__FRAGMENTO DEL DOCUMENTO__.
===

José Manuel Briceño Guerrero, doctorado en Filosofía y Filología de la Universidad de Viena, apureño, antiguo profesor de la Universidad de Los Andes en Mérida, escribió un penetrante ensayo—El laberinto de los tres minotauros—que Francisco Toro Ugueto entendió como una prefiguración del chavismo:
Como anota Toro en su blog, Briceño Guerrero interpreta “…la cultura latinoamericana como una mezcla de tres ‘discursos’ separados, mutuamente incompatibles: el discurso Racional-Occidental, el discurso Mantuano y el discurso Salvaje”. El libro de Briceño Guerrero fue escrito entre 1977 y 1982, y por tanto no podía ser una referencia específica a Chávez.
Es Toro quien establece—como otros lectores del merideño lo han hecho—una relación significante entre la descripción del discurso salvaje y el chavista: “…explica no sólo por qué existe el chavismo, sino también por qué tiene éxito. La atracción política de Chávez está basada en el lazo emocional que su retórica crea con una audiencia que resiente profundamente su marginalización histórica. Funciona al hacerse eco de la profunda resaca de furia de los excluidos, una furia que Briceño Guerrero explica poderosamente. La retórica de Chávez está basada en una comprensión intuitiva profunda del discurso no occidental/antirracional en nuestra cultura, un discurso que ha sido alternadamente atacado, descontado y negado por generaciones de gobernantes de mentalidad europea. Chávez valida el discurso salvaje, lo refleja y lo afirma. Lo encarna. En último término, transmite a su audiencia un profundo sentido de que el discurso salvaje puede y debe ser algo que nunca ha sido antes: un discurso de poder”. (En Discurso salvaje, del blog de doctorpolítico, nota del 17 de mayo de 2005).
Briceño Guerrero reproduce la dinámica de Goldstein en la sección que dedica al discurso salvaje:
Para comprender el mecanismo de la trampa revolucionaria, veamos nuestra sociedad a vuelo de pájaro. Está constituida, primero, por los amos, los poderosos, los de arriba, los señores; llamémoslos blancos. Segundo, los que sin ser amos tienen una participación variable en los bienes de la sociedad, son capataces, administradores, maestros y profesores, pequeños comerciantes, policías, profesionales liberales; llamémoslos pardos; pueden ascender dentro de su categoría y algunos pueden superarla para engrosar el rango de los blancos. Tercero, nosotros, es decir, “los indios y los negros”, los de abajo y afuera.

===

__ÍTEMS PROPORCIONADOS__.

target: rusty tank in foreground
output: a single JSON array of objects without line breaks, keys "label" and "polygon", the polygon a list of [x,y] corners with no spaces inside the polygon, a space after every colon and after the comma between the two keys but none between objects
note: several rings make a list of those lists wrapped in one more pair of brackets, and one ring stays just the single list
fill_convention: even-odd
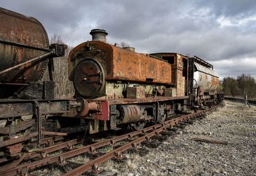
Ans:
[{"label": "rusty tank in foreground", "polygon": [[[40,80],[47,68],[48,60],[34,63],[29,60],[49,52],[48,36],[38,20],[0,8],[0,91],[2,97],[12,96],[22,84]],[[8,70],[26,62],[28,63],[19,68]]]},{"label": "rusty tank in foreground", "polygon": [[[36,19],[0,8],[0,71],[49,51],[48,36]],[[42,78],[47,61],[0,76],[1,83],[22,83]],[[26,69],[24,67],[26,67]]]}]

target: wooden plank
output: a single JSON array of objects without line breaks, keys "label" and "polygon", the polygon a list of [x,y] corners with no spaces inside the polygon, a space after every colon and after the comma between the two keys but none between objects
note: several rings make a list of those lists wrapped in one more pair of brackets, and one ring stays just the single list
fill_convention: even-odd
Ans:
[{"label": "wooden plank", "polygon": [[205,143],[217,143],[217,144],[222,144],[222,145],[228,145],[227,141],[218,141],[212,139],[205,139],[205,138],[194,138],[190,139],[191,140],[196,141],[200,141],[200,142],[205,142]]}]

===

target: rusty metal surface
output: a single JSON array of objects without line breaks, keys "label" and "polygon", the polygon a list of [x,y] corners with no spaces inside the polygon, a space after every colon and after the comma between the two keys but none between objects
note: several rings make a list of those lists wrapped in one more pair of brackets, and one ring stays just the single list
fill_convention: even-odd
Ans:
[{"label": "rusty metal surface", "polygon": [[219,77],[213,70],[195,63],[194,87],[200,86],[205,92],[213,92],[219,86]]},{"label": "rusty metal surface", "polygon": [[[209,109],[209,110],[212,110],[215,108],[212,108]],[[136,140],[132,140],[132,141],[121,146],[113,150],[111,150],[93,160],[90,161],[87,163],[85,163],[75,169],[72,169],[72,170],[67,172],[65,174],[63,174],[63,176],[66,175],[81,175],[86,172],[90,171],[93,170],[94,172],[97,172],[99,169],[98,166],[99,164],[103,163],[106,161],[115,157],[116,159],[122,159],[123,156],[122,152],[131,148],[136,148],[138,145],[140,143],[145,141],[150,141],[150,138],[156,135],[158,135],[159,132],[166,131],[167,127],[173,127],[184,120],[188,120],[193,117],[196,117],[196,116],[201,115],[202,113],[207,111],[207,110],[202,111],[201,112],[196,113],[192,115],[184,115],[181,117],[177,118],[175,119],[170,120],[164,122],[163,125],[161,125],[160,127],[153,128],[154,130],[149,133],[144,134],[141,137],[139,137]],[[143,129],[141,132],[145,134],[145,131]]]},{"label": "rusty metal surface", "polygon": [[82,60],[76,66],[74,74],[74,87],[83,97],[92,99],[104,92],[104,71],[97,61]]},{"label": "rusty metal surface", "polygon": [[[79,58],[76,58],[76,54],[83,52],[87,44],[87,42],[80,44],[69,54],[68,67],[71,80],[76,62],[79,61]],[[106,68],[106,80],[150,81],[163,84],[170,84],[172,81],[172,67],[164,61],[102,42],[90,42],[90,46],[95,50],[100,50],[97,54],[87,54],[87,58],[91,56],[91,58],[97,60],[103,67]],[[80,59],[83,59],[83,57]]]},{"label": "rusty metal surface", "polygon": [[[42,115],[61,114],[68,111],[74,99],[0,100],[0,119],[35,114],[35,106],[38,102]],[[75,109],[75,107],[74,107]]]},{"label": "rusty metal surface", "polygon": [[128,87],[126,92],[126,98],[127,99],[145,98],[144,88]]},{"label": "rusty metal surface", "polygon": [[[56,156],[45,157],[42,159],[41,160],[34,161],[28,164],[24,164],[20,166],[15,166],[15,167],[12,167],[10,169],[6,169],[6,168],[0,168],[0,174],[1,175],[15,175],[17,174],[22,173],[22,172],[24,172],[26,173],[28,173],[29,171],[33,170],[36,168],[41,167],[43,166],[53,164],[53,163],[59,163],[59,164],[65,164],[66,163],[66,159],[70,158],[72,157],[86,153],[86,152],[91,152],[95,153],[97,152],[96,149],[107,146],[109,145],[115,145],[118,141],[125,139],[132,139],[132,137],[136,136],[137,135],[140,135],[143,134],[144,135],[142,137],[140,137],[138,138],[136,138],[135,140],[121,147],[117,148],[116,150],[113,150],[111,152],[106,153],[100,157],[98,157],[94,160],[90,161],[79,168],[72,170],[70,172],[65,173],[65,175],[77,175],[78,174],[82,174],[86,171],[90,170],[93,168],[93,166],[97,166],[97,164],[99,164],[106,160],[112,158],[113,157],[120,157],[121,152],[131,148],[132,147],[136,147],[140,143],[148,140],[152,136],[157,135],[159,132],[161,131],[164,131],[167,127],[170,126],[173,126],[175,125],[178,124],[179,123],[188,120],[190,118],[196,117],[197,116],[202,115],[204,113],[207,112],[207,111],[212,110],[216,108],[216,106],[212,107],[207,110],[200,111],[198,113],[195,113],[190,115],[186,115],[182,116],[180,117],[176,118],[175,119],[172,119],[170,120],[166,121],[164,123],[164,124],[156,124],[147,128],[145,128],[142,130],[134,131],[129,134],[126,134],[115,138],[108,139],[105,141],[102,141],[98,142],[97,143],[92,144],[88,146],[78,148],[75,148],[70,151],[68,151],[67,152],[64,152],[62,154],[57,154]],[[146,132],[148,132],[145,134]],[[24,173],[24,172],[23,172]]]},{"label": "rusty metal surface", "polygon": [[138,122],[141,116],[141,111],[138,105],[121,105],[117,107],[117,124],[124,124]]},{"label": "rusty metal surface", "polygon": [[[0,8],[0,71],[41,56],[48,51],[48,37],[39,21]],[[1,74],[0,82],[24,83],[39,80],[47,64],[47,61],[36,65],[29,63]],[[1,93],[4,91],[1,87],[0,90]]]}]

===

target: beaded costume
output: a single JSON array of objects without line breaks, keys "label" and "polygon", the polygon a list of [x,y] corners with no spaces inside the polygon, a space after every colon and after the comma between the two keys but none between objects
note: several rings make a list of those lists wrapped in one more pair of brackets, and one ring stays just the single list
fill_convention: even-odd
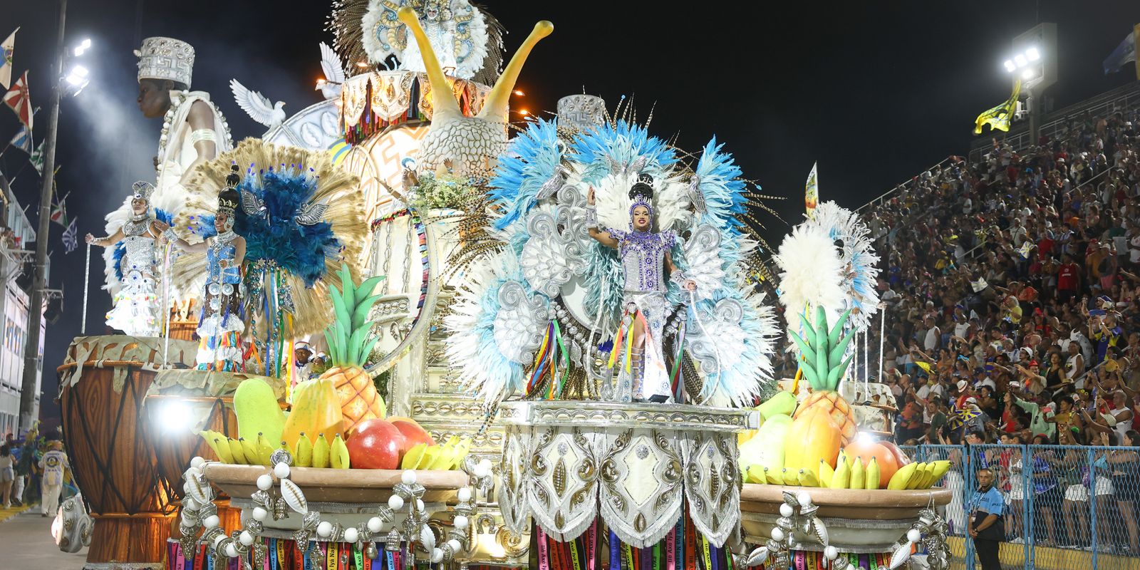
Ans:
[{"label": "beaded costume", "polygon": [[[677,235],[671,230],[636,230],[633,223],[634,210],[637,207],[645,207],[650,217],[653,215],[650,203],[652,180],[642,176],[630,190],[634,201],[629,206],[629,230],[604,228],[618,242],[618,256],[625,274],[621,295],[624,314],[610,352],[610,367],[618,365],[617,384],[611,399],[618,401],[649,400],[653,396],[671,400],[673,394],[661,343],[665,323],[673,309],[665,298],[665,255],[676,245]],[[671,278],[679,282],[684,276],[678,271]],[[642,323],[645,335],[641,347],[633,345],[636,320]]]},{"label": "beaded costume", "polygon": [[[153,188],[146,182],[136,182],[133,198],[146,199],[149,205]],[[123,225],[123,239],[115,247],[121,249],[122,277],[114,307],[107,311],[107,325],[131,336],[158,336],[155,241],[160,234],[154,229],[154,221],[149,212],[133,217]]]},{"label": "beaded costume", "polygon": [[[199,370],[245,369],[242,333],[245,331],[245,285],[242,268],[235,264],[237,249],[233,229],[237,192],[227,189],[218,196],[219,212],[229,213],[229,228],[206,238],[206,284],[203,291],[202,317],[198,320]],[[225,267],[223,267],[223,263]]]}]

===

__INSTRUCCIONES__.
[A] Actualiza el fragmento sobre el ensayo de Briceño Guerrero y vuelve a escribir el tramo que comienza en las palabras "José Manuel Briceño" y termina después de "específica a Chávez.", con "discurso Mantuano" sustituido por "discurso Criollo".
[B] Prosigue el fragmento sobre el ensayo de Briceño Guerrero a partir de su última oración.
Los ítems no desempeñan ningún papel en este trabajo.

__RESPUESTAS__.
[A]
José Manuel Briceño Guerrero, doctorado en Filosofía y Filología de la Universidad de Viena, apureño, antiguo profesor de la Universidad de Los Andes en Mérida, escribió un penetrante ensayo—El laberinto de los tres minotauros—que Francisco Toro Ugueto entendió como una prefiguración del chavismo:
Como anota Toro en su blog, Briceño Guerrero interpreta “…la cultura latinoamericana como una mezcla de tres ‘discursos’ separados, mutuamente incompatibles: el discurso Racional-Occidental, el discurso Criollo y el discurso Salvaje”. El libro de Briceño Guerrero fue escrito entre 1977 y 1982, y por tanto no podía ser una referencia específica a Chávez.

[B]
Suele ocurrir que los blancos tengan entre ellos mismos peleas de señores. Entonces se sirven de nosotros; nos organizan política o militarmente con una ideología revolucionaria, con planes revolucionarios, con promesa de cambios radicales. Nos hacen combatir y cuando han logrado sus fines, cuando han arreglado sus cuentas de blancos, se deshacen de nosotros poco a poco mediante retrasos, aplazamientos, intrigas, divisiones, recompensas parciales y a veces aun con la ayuda de sus adversarios reconciliados.
Suele ocurrir también que pardos de ambición impaciente quieran forzar el ascenso dentro de su categoría, acelerarlo para llegar por un canal extraordinario al rango superior. Entonces se sirven de nosotros; nos organizan política o militarmente con una ideología revolucionaria, con planes revolucionarios, con promesa de cambios radicales. Nos hacen combatir y cuando logran llegar a importantes magistraturas desde donde se acomodan, se desligan de nosotros o nos mantienen organizados en las capas bajas de partidos políticos reformistas, en calidad de clientela y tropa de choque.
En el esfuerzo que hago para esta lucha me comprometo más que en el trabajo de los campos, el servicio doméstico, la construcción y las fábricas; me doy entero, arriesgo todo. Mi salario es la ilusión de triunfo, la exaltación momentánea, el desahogo, los instantes del asalto y del grito. Pero no logro realizar mi anhelo. Al contrario, mi rebeldía se incorpora aún más al dinamismo del sistema opresor, le sirve y lo fortalece. Mi peligrosidad se ve disminuida y retardada por esa masturbación periódica.
En cambio ellos sí logran sus fines; además de mantenerme en cintura, canalizan mi torrente hacia sus molinos, me cogen de escalera, arriman mi brasa a su sardina.
Amonedan mi furia para comprar poder los dirigentes revolucionarios. Se vuelven ricos con la plusvalía de esa empresa llamada lucha revolucionaria en la que yo pongo mi fuerza de combate, mi capacidad de sacrificio, mi agonía, Plusvalía revolucionaria.
¿No te has fijado, hermano, que los dirigentes revolucionarios son blancos o pardos? Los caudillos negros o indios de las revoluciones han sido “cachicamos trabajando para lapa”.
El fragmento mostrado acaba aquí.